» **WORK ORDER**: Exact copies of the records below are required.
── DATA EXTRACT
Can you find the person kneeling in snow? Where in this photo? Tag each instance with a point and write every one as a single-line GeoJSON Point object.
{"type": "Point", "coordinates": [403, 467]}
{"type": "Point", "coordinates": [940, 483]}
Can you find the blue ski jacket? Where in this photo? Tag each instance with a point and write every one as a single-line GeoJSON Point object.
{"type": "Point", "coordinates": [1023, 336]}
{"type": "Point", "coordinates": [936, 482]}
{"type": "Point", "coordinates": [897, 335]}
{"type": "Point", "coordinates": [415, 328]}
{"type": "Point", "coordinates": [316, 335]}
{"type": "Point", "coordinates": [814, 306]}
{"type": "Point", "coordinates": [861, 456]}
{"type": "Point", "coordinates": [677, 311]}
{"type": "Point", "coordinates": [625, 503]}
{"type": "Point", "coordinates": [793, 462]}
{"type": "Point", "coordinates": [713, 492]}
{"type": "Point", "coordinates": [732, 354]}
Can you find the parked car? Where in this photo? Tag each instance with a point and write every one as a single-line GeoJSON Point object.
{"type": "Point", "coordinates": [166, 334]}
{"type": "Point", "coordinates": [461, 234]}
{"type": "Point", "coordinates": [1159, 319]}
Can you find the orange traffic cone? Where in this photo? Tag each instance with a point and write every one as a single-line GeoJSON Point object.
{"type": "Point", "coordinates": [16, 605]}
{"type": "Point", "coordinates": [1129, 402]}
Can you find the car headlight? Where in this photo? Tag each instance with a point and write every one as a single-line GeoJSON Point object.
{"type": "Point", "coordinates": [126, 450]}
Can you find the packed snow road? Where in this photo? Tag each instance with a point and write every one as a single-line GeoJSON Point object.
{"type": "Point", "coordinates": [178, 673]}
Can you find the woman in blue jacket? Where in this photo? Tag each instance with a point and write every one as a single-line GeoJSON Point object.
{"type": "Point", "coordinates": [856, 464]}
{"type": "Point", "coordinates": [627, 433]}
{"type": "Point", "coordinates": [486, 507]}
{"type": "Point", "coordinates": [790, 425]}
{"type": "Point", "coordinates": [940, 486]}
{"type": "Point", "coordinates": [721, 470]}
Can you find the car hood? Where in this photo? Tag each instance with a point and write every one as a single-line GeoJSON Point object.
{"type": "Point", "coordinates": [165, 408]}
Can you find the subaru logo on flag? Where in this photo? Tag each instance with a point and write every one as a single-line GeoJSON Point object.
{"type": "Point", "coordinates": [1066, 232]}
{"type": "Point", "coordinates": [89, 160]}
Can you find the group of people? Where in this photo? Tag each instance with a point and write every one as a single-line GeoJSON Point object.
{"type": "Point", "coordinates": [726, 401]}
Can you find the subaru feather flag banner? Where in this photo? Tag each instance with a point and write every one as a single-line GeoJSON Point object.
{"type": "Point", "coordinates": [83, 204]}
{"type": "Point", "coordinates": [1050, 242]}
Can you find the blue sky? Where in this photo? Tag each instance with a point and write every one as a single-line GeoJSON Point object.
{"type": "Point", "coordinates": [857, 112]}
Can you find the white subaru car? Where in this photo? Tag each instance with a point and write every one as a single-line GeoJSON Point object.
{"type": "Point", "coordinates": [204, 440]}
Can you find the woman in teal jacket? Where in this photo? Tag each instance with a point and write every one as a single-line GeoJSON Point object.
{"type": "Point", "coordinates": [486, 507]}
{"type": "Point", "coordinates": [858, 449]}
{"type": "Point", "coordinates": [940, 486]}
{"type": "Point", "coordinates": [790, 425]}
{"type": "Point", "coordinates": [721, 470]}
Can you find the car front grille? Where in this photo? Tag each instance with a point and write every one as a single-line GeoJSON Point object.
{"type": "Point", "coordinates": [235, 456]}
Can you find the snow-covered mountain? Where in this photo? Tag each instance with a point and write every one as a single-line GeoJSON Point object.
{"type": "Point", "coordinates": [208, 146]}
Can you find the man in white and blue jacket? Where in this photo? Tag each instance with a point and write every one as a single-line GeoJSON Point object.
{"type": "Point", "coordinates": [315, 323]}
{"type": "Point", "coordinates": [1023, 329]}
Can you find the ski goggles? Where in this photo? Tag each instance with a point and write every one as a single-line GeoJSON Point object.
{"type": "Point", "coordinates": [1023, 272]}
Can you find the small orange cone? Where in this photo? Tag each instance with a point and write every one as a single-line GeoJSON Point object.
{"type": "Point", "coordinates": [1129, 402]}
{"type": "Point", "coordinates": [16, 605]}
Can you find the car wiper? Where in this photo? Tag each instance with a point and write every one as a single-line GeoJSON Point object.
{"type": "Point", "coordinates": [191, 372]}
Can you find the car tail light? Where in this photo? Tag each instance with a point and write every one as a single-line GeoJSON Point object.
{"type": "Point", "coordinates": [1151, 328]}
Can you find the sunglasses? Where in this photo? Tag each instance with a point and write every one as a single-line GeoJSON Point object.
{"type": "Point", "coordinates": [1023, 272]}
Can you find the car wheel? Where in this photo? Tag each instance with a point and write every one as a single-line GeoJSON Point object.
────
» **RESPONSE BOX**:
Can you find the person kneeling in snow? Where in this photo? Tag each instance with a point and write every one as a single-line GeoJSON Point object.
{"type": "Point", "coordinates": [403, 467]}
{"type": "Point", "coordinates": [940, 483]}
Can you find the blue ski jacket? Where in this photo? Tag each instance with a point and write every one as a single-line GeoJSON Point object.
{"type": "Point", "coordinates": [1023, 336]}
{"type": "Point", "coordinates": [936, 482]}
{"type": "Point", "coordinates": [897, 335]}
{"type": "Point", "coordinates": [415, 328]}
{"type": "Point", "coordinates": [316, 335]}
{"type": "Point", "coordinates": [814, 306]}
{"type": "Point", "coordinates": [861, 456]}
{"type": "Point", "coordinates": [677, 311]}
{"type": "Point", "coordinates": [625, 503]}
{"type": "Point", "coordinates": [793, 462]}
{"type": "Point", "coordinates": [713, 492]}
{"type": "Point", "coordinates": [732, 354]}
Can you find the parked car? Where in this photo? Tag each instance with a point and write every one as a single-line GeoJSON Point object.
{"type": "Point", "coordinates": [166, 334]}
{"type": "Point", "coordinates": [461, 234]}
{"type": "Point", "coordinates": [1159, 319]}
Can you find the orange traffic cone? Where in this photo? Tag each instance with a point and write every one as a single-line GeoJSON Point object.
{"type": "Point", "coordinates": [16, 605]}
{"type": "Point", "coordinates": [1129, 402]}
Can you find the car headlight? Where in this photo? Tag each instance with a point and write every one as a single-line GeoJSON Point object.
{"type": "Point", "coordinates": [126, 450]}
Can you find the packed snow road? Where in this photo? Tag each instance with a point and write every one as a single-line GeoJSON Point object.
{"type": "Point", "coordinates": [178, 673]}
Can you find the woman in blue jacket? Where in this photo? Tag each instance with a point and write every one as a single-line GeoJSON Point object.
{"type": "Point", "coordinates": [856, 464]}
{"type": "Point", "coordinates": [627, 433]}
{"type": "Point", "coordinates": [486, 507]}
{"type": "Point", "coordinates": [790, 425]}
{"type": "Point", "coordinates": [940, 486]}
{"type": "Point", "coordinates": [721, 470]}
Can you find the car hood? Where in this photo? Tag each instance with a point and write every one as a single-line GeoJSON Point object.
{"type": "Point", "coordinates": [165, 408]}
Can you find the subaru logo on flag? Where in this photo? Tag each instance with a point and write every one as a single-line GeoJSON Point object.
{"type": "Point", "coordinates": [1066, 232]}
{"type": "Point", "coordinates": [89, 160]}
Can you find the group of people? Where in this photo? Tag each instance with a point and write every one as a single-line GeoJSON Point object.
{"type": "Point", "coordinates": [726, 401]}
Can you find the subaru feather flag banner? Where in this photo? Tag each instance with a point and write every one as a single-line GeoJSON Point object.
{"type": "Point", "coordinates": [83, 204]}
{"type": "Point", "coordinates": [1050, 242]}
Can you find the blue sky? Where in this photo? Tag each instance with a point and write every one as a single-line GeoJSON Point object.
{"type": "Point", "coordinates": [857, 112]}
Can you find the white subaru car? Where in this photo? Tag each instance with a point and write every one as a single-line GeoJSON Point object.
{"type": "Point", "coordinates": [204, 440]}
Can you find the woman in teal jacket? Where in this photo? Tag each instance with a point and write every one as a single-line GeoJSON Point object.
{"type": "Point", "coordinates": [486, 507]}
{"type": "Point", "coordinates": [858, 449]}
{"type": "Point", "coordinates": [940, 486]}
{"type": "Point", "coordinates": [790, 425]}
{"type": "Point", "coordinates": [721, 470]}
Can you find the car front grille? Where in this photo? Tag each instance with a point and write every one as a single-line GeoJSON Point object.
{"type": "Point", "coordinates": [235, 456]}
Can you find the snow-covered mountain? Where in this photo? Tag each instance with a point and write every one as a single-line GeoJSON Point object.
{"type": "Point", "coordinates": [208, 146]}
Can you find the man in white and blue jacket? Where in this photo? Tag each instance with a point and write every one as a single-line GeoJSON Point object.
{"type": "Point", "coordinates": [315, 323]}
{"type": "Point", "coordinates": [1023, 329]}
Can you find the ski goggles? Where in this photo? Tag each instance with a point and write every one as a single-line GeoJSON Point object.
{"type": "Point", "coordinates": [1023, 272]}
Can you find the small orange cone? Where in this photo? Tag each instance with a point and write every one as a single-line GeoJSON Point object.
{"type": "Point", "coordinates": [1129, 402]}
{"type": "Point", "coordinates": [16, 605]}
Can you find the car wiper? Where in this photo? Tag each instance with a point and write every one as a single-line GeoJSON Point object.
{"type": "Point", "coordinates": [191, 372]}
Can you find the car tail light? Where in this photo? Tag each instance with a point and write every one as a single-line GeoJSON Point object.
{"type": "Point", "coordinates": [1151, 328]}
Can you find the sunglasses? Where in this photo? Tag each instance with a point and write every one as a single-line GeoJSON Point object.
{"type": "Point", "coordinates": [1023, 272]}
Can you find the car wheel? Where in this photo? Tag each instance with a point and write every one as a single-line GeoJSON Point object.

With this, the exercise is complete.